Print the records again, character for character.

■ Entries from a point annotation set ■
>>>
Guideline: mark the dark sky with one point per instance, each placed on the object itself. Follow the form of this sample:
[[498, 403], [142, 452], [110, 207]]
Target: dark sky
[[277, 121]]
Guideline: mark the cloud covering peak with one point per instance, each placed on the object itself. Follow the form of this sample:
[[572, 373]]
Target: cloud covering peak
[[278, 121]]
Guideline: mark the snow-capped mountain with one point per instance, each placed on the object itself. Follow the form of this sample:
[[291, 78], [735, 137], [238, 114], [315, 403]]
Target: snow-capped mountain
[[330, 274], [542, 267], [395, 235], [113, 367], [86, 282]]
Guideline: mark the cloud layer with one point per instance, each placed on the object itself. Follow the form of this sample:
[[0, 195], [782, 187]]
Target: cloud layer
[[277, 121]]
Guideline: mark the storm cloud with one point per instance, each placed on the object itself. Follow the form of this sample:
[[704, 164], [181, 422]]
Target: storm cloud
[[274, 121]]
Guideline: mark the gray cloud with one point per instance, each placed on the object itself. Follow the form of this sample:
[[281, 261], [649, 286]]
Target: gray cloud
<<<
■ Task output ■
Guideline: mark the dark sky with one point per instance, each placed on the object itself. Follow the form of this sample:
[[498, 403], [142, 452], [110, 207]]
Target: dark sky
[[277, 121]]
Guideline: mark the cloud covering peak with one point per instance, each placed on the object itself. Follow the form of this sample:
[[572, 373]]
Target: cloud covering peak
[[278, 121]]
Guideline: mark the snow-capped mountain with one point per instance, each placed on the object itself. Follow the form of this sample:
[[291, 78], [735, 137], [238, 114], [315, 403]]
Target: snow-capped mountain
[[330, 274], [542, 267], [395, 235], [113, 367], [86, 282]]
Guideline: mark the cloud layer with one point per instance, each placed on the object itself. Follow the form of this sample:
[[0, 195], [782, 187]]
Target: cloud layer
[[277, 121]]
Guideline: mark the storm cloud with one point per instance, each placed on the object itself. Follow the form of this sample:
[[704, 164], [181, 422]]
Target: storm cloud
[[274, 121]]
Guideline: mark the gray cloud with one point per instance, each placed on the object itself. Follow the form of this sample:
[[281, 261], [649, 286]]
Target: gray cloud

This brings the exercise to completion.